COVID-19: Making decisions based on flawed statistics

Updated Monday, 17 May 2021

Can the UK be unlocked with a faulty key? A case for ending lockdown rests on bad statistics.

Lately, a journal article by researchers at the University of Manchester and other UK institutes claimed that ‘by the end of the second week in April, 29% of the population may already have had the disease’. Many newspapers jumped on this news, which suggests that 19 million out of the 67 million UK residents have already been infected with COVID-19, with survivors now having immunity. This would allow them to return to work.

Their results are in stark contrast to the estimate by UK’s Office for National Statistics (ONS), that 0.24% of people or about 136,000 were infected at any given time between late April and early May. If we look critically at the article, as some scientists have done on social media, we can see that it arrives at this number with some very simple statistical modelling assumptions and severe extrapolations (estimating unknown values using trends in values we know already, but going far beyond the current range of values).

So where did these researchers go wrong?

The core analysis of this study is based on a simple regression (a statistical technique of estimating the relationship of one variable with another) of average daily infection rate against total reported cases per 1000 people, for 149 local authorities around the UK, on 8^th April 2020.

The analysis also tested whether characteristics of the locality are correlated (whether two sets of values have some statistical relationship) with infection rate, but none of them was found to be correlated. Only total reported case per 1000 people was seen to be correlated with infection rate, so the study used this correlation for all subsequent extrapolations. That is, they worked out the average daily infection rate using only the total reported number of cases per thousand population.

While we now understand a lot about COVID-19 transmission mechanisms on a small scale between individuals, transmission mechanisms and patterns at a population level are complex. Epidemiological modelling is a tool used to predict these patterns based on information we know, and scientists consider a broad range of factors that influence spread. A disease’s transmission depends on modelling many things, including the number of infected, susceptible, and recovered people, not at a single time point but changing over time. Also, the impact of any intervention such as a lockdown has to be considered. More complex models of transmission model the interactions as a network of people. However, this study does no such mathematical modelling.

This study is based on fitting a simple linear link between average daily infection rate and the total reported number of cases per thousand population. This is despite the fact that the fit is not very good, as can be seen from the figure above. This can be measured. In statistics, we look at the squared correlation value. In this case, it is only 22%, in other words, the analysis fails to explain more than 3/4^th of the variability in infection rate.

Yet, despite a simplistic model and a weak association, the paper implies causation from correlation. Epidemiological models explicitly represent a number of cases with mathematical formulae, which allow them to predict what might happen in various circumstances. A mere correlation between two variables at a single time instance should not be used for such predictions or forecasts. We should always remember that ‘correlation does not imply causation’ – just because two variables follow some pattern, it doesn’t mean that one necessarily causes the other.
################
▶ **Exercise**
What is the Spanish translation of this sentence from the article on flawed COVID-19 statistics: "A mere correlation between two variables at a single time instance should not be used for such predictions or forecasts." The items play no part in any of this.
################
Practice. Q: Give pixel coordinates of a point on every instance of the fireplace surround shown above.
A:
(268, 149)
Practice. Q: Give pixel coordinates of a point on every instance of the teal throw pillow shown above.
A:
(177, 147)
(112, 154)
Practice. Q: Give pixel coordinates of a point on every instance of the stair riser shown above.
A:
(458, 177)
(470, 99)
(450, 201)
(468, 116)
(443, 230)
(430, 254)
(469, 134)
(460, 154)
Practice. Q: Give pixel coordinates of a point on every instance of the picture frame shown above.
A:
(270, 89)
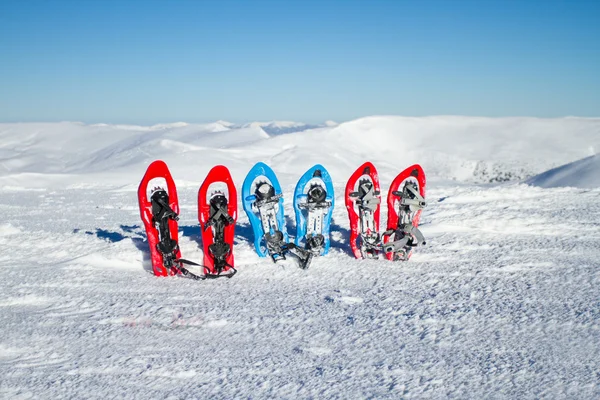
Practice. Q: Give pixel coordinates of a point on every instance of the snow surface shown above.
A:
(502, 302)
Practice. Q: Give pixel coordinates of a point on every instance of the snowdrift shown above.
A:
(584, 173)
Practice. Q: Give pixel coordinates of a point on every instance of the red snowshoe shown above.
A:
(159, 209)
(363, 200)
(217, 213)
(406, 200)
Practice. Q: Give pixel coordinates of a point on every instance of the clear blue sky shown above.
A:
(167, 60)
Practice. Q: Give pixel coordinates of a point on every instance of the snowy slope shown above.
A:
(583, 173)
(501, 303)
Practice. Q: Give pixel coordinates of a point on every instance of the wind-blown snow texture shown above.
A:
(501, 303)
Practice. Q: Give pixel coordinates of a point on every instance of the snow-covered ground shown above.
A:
(503, 302)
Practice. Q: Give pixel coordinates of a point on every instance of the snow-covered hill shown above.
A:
(451, 148)
(583, 173)
(501, 303)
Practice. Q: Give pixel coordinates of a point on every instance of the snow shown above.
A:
(583, 173)
(502, 302)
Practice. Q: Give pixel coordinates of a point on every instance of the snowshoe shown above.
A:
(159, 209)
(313, 204)
(363, 200)
(263, 202)
(406, 200)
(217, 213)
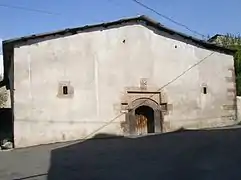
################
▶ **Expected output**
Una mera correlación entre dos variables en un único instante no debería usarse para tales predicciones o pronósticos.